Passage shown:

7 strategies to make a family owned business succession transition work successfully
So do you work for or own a family business in San Diego or California? Large and small-sized family-owned businesses are the backbone of the U.S. economy. They make up a majority of U.S. gross domestic product (GDP) and generate 60% of the countries employment workforce, and, according to data from Score, create 78% of all new jobs.
Family-owned businesses range in size:
- 1.2 million of family-owned small businesses are run by a husband and wife.
- They can range from 2 people to thousands in a Fortune 500 company.
Some family businesses become huge publicly traded companies and PWC says “a family business is defined as one in which (1) the majority of votes are held by the person who established or acquired the company (or by their spouses, parents, child, or child’s direct heirs) and (2) at least one representative of the family is involved in the management or administration of the business.” Think of Walmart or Dick’s Sporting Goods.
According to data from a Baker Tilly white paper, “over a typical family business history – through founding activity, mergers and acquisitions – the average middle-market family enterprise controls 6.1 businesses.”
And while some statistics show that almost half of all family businesses are owned by “Baby Boomers” who have plans of retiring in the near future, some data shows that:
- around 75% of the owners have no written transition plan
- over 80% have no documented growth plan
Baker Tilly points out that many family-owned business owners may have up to 50-90% of their personal wealth tied up in their business. According to a 2017 Forbes article titled “Study Shows Why Many Business Owners Can’t Sell When They Want To” found that only about 20 percent to 30 percent of businesses that go to market end up getting sold.
US family business snapshot from PWC
- 18% of US family businesses say they anticipate an ownership change within approximately 5 years.
- What sort of changes do they anticipate?
Many times the issue comes down to the fact that owners do not receive the valuation they feel they deserve, or potential buyers perceive there is too much risk. Today’s global economic and political climate makes it more important than ever for family businesses to implement effective planning strategies aimed at reducing risk and growing value.
If a sale of the business is contemplated, owners must take into account the financial strength of the business, the financial position of potential buyers, available sources of financing, collateral, guarantees, the tax consequences for both parties and cash-flow issues. The timing of a transfer is also critical. A business owner who is considering selling the business may want to time the completion of the sale for maximum tax advantage. Doing so could result in net after-tax proceeds that are substantially higher than if the deal were accelerated or delayed. To manage such issues, owners should engage advisors who can help them make effective and timely decisions, as well as give them a detailed understanding of the sales process.
All family businesses will, at some point, go through some kind of transition. That could be a leadership succession or ownership transfer. It’s important for family-owned enterprises should start to make themselves ‘transition-ready’ to achieve the family’s larger goals – meaning they need to be equally prepared for a leadership succession as well as an ownership transition and redeployment of that wealth. Warning though, a lack of a formal business succession plan can lead to a number of problems when the current owner ceases to maintain control. For instance, subsequent generations may be reluctant, unprepared, or unable to assume their predecessor’s level of responsibility. Then again, the owner might identify a willing successor but find that family members and other key stakeholders do not support the decision. The business owner could also discover that keeping things in the family simply isn’t practical (e.g., there isn’t enough liquidity to support a family buyout from the generation that currently owns the business). Although such issues can be difficult to confront—and therefore tempting to put off—it is better to deal with them sooner rather than later, when options may be more limited.

Task set:
#1 Answer these questions about the family business article above:
(a) According to data from Score, what percentage of all new jobs do family-owned businesses create?
(b) Per the Baker Tilly white paper, how many businesses does the average middle-market family enterprise control?
(c) In the PWC snapshot, what share of US family businesses anticipate an ownership change within approximately 5 years?
#2 If a sale of the business is contemplated, what must owners take into account, according to the family business article above? List every item it names.
#3 Continue the family business succession article from where it stops.

Supplied data:
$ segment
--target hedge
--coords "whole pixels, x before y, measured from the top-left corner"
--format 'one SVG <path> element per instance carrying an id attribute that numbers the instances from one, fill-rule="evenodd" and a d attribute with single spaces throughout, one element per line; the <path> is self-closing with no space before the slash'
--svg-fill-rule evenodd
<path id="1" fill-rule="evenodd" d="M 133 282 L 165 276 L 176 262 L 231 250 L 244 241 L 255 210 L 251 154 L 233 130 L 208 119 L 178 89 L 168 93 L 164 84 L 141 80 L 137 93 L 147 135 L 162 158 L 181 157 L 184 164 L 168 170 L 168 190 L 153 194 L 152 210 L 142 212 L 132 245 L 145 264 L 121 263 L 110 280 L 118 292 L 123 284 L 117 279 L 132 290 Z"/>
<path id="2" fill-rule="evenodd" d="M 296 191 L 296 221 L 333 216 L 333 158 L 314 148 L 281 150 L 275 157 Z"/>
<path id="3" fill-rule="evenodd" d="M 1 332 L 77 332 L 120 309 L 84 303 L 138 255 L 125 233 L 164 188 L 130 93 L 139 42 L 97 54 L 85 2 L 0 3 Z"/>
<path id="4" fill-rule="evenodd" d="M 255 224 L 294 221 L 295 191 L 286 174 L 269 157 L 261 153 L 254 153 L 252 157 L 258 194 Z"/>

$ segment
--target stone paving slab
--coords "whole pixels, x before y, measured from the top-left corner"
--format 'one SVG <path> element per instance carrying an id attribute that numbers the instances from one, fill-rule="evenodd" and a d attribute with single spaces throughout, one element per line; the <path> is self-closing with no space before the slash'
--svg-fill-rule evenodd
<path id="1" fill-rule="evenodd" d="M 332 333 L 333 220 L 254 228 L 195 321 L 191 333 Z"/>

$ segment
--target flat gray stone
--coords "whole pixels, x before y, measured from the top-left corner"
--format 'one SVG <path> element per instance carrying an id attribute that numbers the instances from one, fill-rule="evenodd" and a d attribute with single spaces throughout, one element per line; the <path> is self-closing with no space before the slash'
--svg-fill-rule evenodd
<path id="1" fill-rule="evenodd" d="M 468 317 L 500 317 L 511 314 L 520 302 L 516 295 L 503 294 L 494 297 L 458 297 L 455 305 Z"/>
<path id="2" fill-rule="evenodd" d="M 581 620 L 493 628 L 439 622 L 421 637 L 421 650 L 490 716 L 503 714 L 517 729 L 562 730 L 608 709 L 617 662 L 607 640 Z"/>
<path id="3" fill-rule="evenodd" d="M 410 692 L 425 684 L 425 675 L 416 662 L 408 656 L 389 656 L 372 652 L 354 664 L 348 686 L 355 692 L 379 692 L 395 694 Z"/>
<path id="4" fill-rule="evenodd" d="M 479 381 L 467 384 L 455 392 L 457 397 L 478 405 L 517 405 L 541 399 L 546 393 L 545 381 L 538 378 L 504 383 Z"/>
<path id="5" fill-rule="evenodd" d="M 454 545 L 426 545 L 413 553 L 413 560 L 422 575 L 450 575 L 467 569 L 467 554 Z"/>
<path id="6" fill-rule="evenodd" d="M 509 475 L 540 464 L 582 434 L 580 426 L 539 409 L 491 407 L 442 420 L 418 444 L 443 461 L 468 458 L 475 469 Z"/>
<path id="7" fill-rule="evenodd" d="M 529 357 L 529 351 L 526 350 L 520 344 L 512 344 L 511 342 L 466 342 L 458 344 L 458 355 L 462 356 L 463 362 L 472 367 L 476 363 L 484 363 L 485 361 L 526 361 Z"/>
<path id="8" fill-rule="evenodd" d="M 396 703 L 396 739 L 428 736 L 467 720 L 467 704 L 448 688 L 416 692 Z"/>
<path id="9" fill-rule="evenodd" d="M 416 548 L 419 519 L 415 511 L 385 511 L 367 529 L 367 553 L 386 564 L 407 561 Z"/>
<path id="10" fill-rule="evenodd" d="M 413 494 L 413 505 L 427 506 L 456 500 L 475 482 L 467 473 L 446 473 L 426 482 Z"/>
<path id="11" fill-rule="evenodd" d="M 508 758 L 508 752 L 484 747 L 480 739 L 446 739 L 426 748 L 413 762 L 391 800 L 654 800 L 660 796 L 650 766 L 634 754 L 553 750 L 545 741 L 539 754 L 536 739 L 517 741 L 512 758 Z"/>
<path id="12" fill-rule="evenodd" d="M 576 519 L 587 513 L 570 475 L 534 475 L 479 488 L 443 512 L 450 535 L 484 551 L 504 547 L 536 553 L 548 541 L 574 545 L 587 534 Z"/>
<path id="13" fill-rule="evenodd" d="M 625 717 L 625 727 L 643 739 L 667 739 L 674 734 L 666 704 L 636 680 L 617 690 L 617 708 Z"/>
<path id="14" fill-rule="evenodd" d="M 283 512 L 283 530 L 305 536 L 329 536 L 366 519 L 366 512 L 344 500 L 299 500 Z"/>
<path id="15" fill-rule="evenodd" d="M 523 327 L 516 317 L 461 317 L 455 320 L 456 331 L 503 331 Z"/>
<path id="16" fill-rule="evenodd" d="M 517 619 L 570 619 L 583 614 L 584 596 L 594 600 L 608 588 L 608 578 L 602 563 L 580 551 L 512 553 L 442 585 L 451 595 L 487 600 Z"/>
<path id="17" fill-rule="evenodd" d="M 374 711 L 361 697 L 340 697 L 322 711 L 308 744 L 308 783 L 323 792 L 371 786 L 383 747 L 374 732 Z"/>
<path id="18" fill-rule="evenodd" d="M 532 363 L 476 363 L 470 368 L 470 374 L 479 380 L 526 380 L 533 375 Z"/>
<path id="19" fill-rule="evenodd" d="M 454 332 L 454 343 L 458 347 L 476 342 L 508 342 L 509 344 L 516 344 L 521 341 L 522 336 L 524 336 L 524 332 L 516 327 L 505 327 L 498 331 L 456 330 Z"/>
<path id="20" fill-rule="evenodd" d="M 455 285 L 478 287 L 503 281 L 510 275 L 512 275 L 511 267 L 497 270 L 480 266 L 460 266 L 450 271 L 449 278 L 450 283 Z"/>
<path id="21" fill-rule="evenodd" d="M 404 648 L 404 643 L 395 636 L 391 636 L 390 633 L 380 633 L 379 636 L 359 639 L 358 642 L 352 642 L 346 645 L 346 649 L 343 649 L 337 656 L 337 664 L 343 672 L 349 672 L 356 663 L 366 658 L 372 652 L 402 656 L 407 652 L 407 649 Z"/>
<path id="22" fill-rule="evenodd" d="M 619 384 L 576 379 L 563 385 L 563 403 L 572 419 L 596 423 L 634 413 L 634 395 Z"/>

Outputs by task:
#1
(a) 78%
(b) 6.1
(c) 18%

#2
- The financial strength of the business
- The financial position of potential buyers
- Available sources of financing
- Collateral
- Guarantees
- The tax consequences for both parties
- Cash-flow issues

#3
Business continuity, grasping transition readiness and thorough planning are key components of success “for families that are in business”. These guiding principles represent families that transition not only wealth but also the skills to grow and enhance that wealth across generations.
1 Transition is about Legacy
Think of family business transition as business evolution. It is about growth, opportunity and building the future from where you currently are today. It means that the current generation must take responsibility for future continuity of the family enterprise by making sure that the next generation of leaders are capable, competent, experienced and possess the skills to take the business to the next level. You can think of transition as the legacy you leave in away. Shareholder retreats and family gatherings can be forums for instilling the values of the business in younger generations and non-participating shareholders. A positive legacy can also be cultivated through the manner in which the company interacts with customers, employees and the community—establishing a well-known company philosophy. Once established, the family will be in a better position to choose the succession strategy or strategies that will get them closer to this vision for both the family and the business. Questions that families should consider include:
- Who are the key stakeholders in the family and the business?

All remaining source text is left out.